# [What you should do]
Return every record verbatim.

════════════════════

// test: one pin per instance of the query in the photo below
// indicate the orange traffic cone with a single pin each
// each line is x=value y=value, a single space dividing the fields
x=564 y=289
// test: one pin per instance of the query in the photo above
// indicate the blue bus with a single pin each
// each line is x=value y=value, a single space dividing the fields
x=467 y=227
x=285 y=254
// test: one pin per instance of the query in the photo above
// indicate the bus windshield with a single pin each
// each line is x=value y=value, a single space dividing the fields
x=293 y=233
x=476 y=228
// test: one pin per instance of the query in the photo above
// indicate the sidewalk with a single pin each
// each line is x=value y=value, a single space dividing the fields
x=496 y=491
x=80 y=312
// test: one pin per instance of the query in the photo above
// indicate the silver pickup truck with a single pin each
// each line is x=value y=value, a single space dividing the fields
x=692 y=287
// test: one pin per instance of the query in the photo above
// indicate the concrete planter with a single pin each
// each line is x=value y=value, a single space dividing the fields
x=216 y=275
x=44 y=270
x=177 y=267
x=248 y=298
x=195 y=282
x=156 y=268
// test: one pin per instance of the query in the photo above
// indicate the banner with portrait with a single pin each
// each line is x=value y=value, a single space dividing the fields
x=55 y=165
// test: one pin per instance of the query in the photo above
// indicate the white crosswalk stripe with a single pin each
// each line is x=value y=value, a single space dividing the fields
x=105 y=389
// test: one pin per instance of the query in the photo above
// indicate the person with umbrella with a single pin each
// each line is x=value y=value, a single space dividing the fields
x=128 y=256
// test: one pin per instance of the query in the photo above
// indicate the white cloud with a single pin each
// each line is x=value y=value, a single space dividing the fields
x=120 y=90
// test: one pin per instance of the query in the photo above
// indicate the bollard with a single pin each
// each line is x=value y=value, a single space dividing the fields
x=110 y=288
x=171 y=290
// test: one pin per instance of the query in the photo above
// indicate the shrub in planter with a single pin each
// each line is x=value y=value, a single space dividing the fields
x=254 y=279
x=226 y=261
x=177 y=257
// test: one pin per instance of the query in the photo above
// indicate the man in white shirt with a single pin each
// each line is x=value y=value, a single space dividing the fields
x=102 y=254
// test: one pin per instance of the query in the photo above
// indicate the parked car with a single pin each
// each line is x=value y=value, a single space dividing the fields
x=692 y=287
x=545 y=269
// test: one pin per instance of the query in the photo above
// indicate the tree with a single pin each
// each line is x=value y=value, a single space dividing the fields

════════════════════

# [Response for this exercise]
// test: one pin per instance of the query in the photo below
// indicate the orange traffic cone with a single pin each
// each line is x=value y=value, a single space dividing the fields
x=564 y=289
// test: one pin per instance of the query in the photo above
// indicate the blue bus with a single pin each
// each line is x=value y=value, a single space dividing the fields
x=467 y=227
x=285 y=254
// test: one pin per instance of the query in the photo above
// indicate the bus windshield with a single pin each
// each line is x=value y=value, a single space dividing the fields
x=293 y=233
x=476 y=228
// test: one pin per instance of the query in the photo above
// indicate the sidewalk with a single pin each
// each line is x=value y=value, a single space dividing the fields
x=496 y=491
x=80 y=312
// test: one pin per instance of the query in the photo above
// indicate the silver pickup truck with a single pin each
// each line is x=value y=value, a single space dividing the fields
x=692 y=287
// test: one pin per instance of the query in the photo above
// indicate the concrete planter with a single pin each
// each line is x=value y=value, a single space dividing the fields
x=216 y=275
x=44 y=270
x=177 y=267
x=248 y=298
x=195 y=282
x=156 y=268
// test: one pin per instance of the query in the photo above
// indicate the banner with portrait with a single pin each
// each line is x=value y=value, a single space dividing the fields
x=55 y=165
// test: one pin per instance of the query in the photo above
// indicate the white crosswalk stripe with a single pin each
// each line is x=value y=value, a single space dividing the fields
x=105 y=389
// test: one pin per instance of the query in the photo above
// indicate the person with umbrella with a single pin each
// each line is x=value y=value, a single space dividing the fields
x=128 y=256
// test: one pin per instance of the query in the photo above
// indicate the white cloud with a single pin each
// each line is x=value y=value, a single space dividing the fields
x=120 y=90
// test: one pin per instance of the query in the photo above
// indicate the bollard with a single pin each
// each line is x=value y=value, a single space dividing the fields
x=110 y=288
x=171 y=290
// test: one pin per instance of the query in the photo above
// indicate the shrub in planter with a single pin each
// each line is x=value y=value, a single space dividing the fields
x=254 y=279
x=226 y=261
x=177 y=257
// test: one pin per instance of the query in the photo above
// indicate the man in white shirt with a single pin each
// each line is x=value y=value, a single space dividing the fields
x=102 y=254
// test: one pin per instance of the query in the photo above
// indicate the parked car with a single pin each
// each line is x=value y=value, a single space dividing the fields
x=692 y=287
x=545 y=269
// test: one pin per instance of the query in the photo above
// indicate the tree with a single pin each
// each line is x=value y=value, a single space dividing the fields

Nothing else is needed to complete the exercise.